[Entries from an annotation dataset]

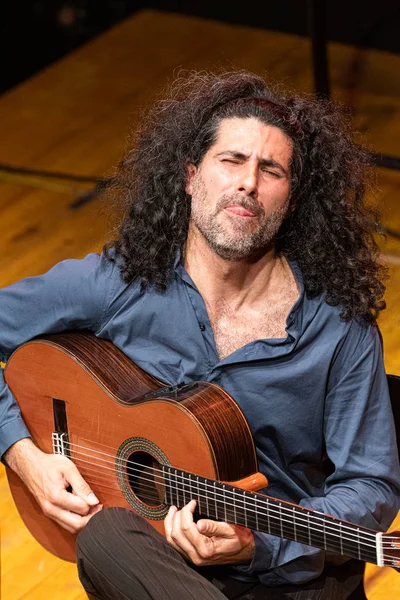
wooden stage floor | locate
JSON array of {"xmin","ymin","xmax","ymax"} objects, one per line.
[{"xmin": 0, "ymin": 11, "xmax": 400, "ymax": 600}]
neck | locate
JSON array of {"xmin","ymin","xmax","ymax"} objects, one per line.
[{"xmin": 185, "ymin": 224, "xmax": 293, "ymax": 309}]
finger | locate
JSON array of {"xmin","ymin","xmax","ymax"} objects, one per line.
[
  {"xmin": 49, "ymin": 504, "xmax": 103, "ymax": 534},
  {"xmin": 164, "ymin": 506, "xmax": 178, "ymax": 543},
  {"xmin": 52, "ymin": 489, "xmax": 99, "ymax": 516},
  {"xmin": 171, "ymin": 505, "xmax": 200, "ymax": 562},
  {"xmin": 197, "ymin": 519, "xmax": 236, "ymax": 538},
  {"xmin": 64, "ymin": 462, "xmax": 99, "ymax": 506}
]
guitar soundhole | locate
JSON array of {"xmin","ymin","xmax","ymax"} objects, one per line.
[
  {"xmin": 126, "ymin": 451, "xmax": 165, "ymax": 507},
  {"xmin": 115, "ymin": 437, "xmax": 171, "ymax": 521}
]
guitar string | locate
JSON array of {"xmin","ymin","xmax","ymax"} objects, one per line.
[
  {"xmin": 72, "ymin": 463, "xmax": 398, "ymax": 564},
  {"xmin": 56, "ymin": 442, "xmax": 388, "ymax": 547},
  {"xmin": 58, "ymin": 442, "xmax": 382, "ymax": 540}
]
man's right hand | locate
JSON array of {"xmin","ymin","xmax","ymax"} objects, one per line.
[{"xmin": 4, "ymin": 438, "xmax": 103, "ymax": 533}]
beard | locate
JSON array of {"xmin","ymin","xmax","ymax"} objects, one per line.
[{"xmin": 191, "ymin": 175, "xmax": 289, "ymax": 261}]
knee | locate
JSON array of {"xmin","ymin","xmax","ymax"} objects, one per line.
[{"xmin": 76, "ymin": 507, "xmax": 143, "ymax": 560}]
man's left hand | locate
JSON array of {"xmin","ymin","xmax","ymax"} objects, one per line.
[{"xmin": 164, "ymin": 500, "xmax": 255, "ymax": 566}]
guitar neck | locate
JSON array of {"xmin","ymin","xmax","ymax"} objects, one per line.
[{"xmin": 163, "ymin": 465, "xmax": 381, "ymax": 564}]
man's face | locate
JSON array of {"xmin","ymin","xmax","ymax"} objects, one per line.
[{"xmin": 186, "ymin": 118, "xmax": 292, "ymax": 260}]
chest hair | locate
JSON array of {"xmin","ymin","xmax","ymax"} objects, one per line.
[{"xmin": 207, "ymin": 286, "xmax": 298, "ymax": 360}]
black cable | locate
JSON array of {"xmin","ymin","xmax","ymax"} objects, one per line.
[{"xmin": 0, "ymin": 163, "xmax": 99, "ymax": 183}]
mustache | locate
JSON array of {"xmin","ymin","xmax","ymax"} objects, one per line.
[{"xmin": 216, "ymin": 194, "xmax": 265, "ymax": 217}]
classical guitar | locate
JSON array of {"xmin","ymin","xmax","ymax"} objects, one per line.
[{"xmin": 5, "ymin": 332, "xmax": 400, "ymax": 584}]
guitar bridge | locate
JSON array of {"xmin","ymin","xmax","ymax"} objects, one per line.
[
  {"xmin": 51, "ymin": 398, "xmax": 71, "ymax": 458},
  {"xmin": 143, "ymin": 381, "xmax": 198, "ymax": 402},
  {"xmin": 51, "ymin": 432, "xmax": 70, "ymax": 458}
]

_STATED PROBLEM_
Please identify and copy every line of the items above that contains the string "hand", matching case exactly.

_EXERCISE RESPONSE_
man's right hand | locate
man's left hand | locate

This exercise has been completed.